(Excerpted passage):
-.-.-
Matter of Solar Equipment Corp.

19 B.R. 1010 (1982)

In the Matter of SOLAR EQUIPMENT CORPORATION, I.D. # XX-XXXXXX, Debtor.

Civ. No. 82-0191.

United States District Court, W.D. Louisiana, Lake Charles Division.

April 26, 1982.

Joseph S. Cage, Jr., U.S. Atty., Shreveport, La., Steven L. Gremminger, Dept. of Justice, Tax Div., Washington, D.C., for plaintiff.

Maurice L. Tynes, Lake Charles, La., for defendant.

MEMORANDUM AND ORDER

VERON, District Judge.

This matter is before the Court upon an appeal by the United States from a Judgment entered by the United States Bankruptcy *1011 Court for the Western District of Louisiana, Opelousas Division.

Based on the record before the Court on appeal, and for the reasons set forth below, the Court now grants the appeal of the United States.
-.-.-
Entries from a point labeling set:
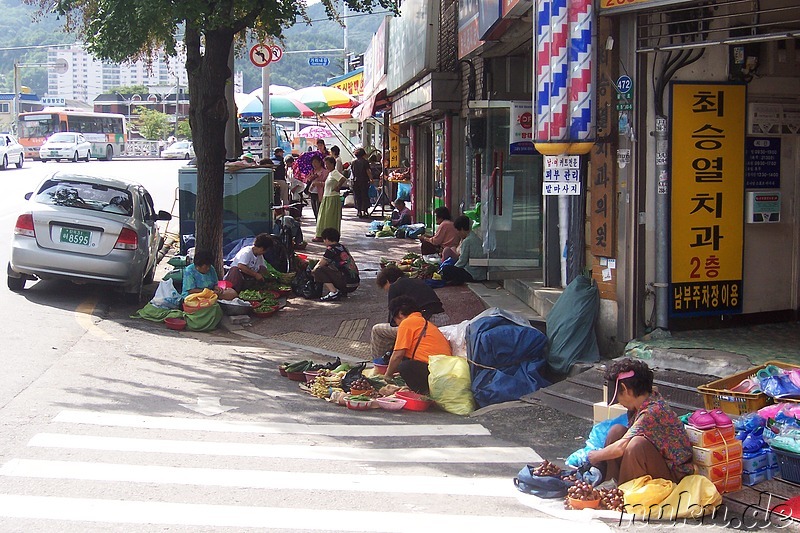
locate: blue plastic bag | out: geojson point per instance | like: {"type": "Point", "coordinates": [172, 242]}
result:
{"type": "Point", "coordinates": [596, 440]}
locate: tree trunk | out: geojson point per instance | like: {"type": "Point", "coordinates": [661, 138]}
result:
{"type": "Point", "coordinates": [208, 74]}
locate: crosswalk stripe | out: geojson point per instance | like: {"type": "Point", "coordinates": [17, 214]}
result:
{"type": "Point", "coordinates": [333, 430]}
{"type": "Point", "coordinates": [258, 479]}
{"type": "Point", "coordinates": [138, 512]}
{"type": "Point", "coordinates": [484, 454]}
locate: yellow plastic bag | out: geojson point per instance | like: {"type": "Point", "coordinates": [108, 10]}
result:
{"type": "Point", "coordinates": [450, 384]}
{"type": "Point", "coordinates": [694, 497]}
{"type": "Point", "coordinates": [642, 492]}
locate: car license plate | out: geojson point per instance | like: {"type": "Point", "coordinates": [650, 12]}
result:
{"type": "Point", "coordinates": [76, 236]}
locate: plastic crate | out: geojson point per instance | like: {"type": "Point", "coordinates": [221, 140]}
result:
{"type": "Point", "coordinates": [788, 464]}
{"type": "Point", "coordinates": [717, 394]}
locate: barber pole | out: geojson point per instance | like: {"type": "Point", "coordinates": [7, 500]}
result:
{"type": "Point", "coordinates": [552, 31]}
{"type": "Point", "coordinates": [563, 103]}
{"type": "Point", "coordinates": [580, 78]}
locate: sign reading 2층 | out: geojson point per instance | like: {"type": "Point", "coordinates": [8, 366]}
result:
{"type": "Point", "coordinates": [707, 198]}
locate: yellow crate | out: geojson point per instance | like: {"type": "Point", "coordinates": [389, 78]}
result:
{"type": "Point", "coordinates": [717, 394]}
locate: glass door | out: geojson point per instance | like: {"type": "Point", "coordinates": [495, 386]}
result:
{"type": "Point", "coordinates": [511, 207]}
-.-.-
(What to work on):
1) Write out the bankruptcy appeal excerpt in full, word for word.
2) Gather every line of the entries that contains the string "yellow", and copy each one.

(Task-by-task answers):
1)
Matter of Solar Equipment Corp.

19 B.R. 1010 (1982)

In the Matter of SOLAR EQUIPMENT CORPORATION, I.D. # XX-XXXXXX, Debtor.

Civ. No. 82-0191.

United States District Court, W.D. Louisiana, Lake Charles Division.

April 26, 1982.

Joseph S. Cage, Jr., U.S. Atty., Shreveport, La., Steven L. Gremminger, Dept. of Justice, Tax Div., Washington, D.C., for plaintiff.

Maurice L. Tynes, Lake Charles, La., for defendant.

MEMORANDUM AND ORDER

VERON, District Judge.

This matter is before the Court upon an appeal by the United States from a Judgment entered by the United States Bankruptcy *1011 Court for the Western District of Louisiana, Opelousas Division.

Based on the record before the Court on appeal, and for the reasons set forth below, the Court now grants the appeal of the United States.

2)
locate: yellow plastic bag | out: geojson point per instance | like: {"type": "Point", "coordinates": [108, 10]}
locate: yellow crate | out: geojson point per instance | like: {"type": "Point", "coordinates": [389, 78]}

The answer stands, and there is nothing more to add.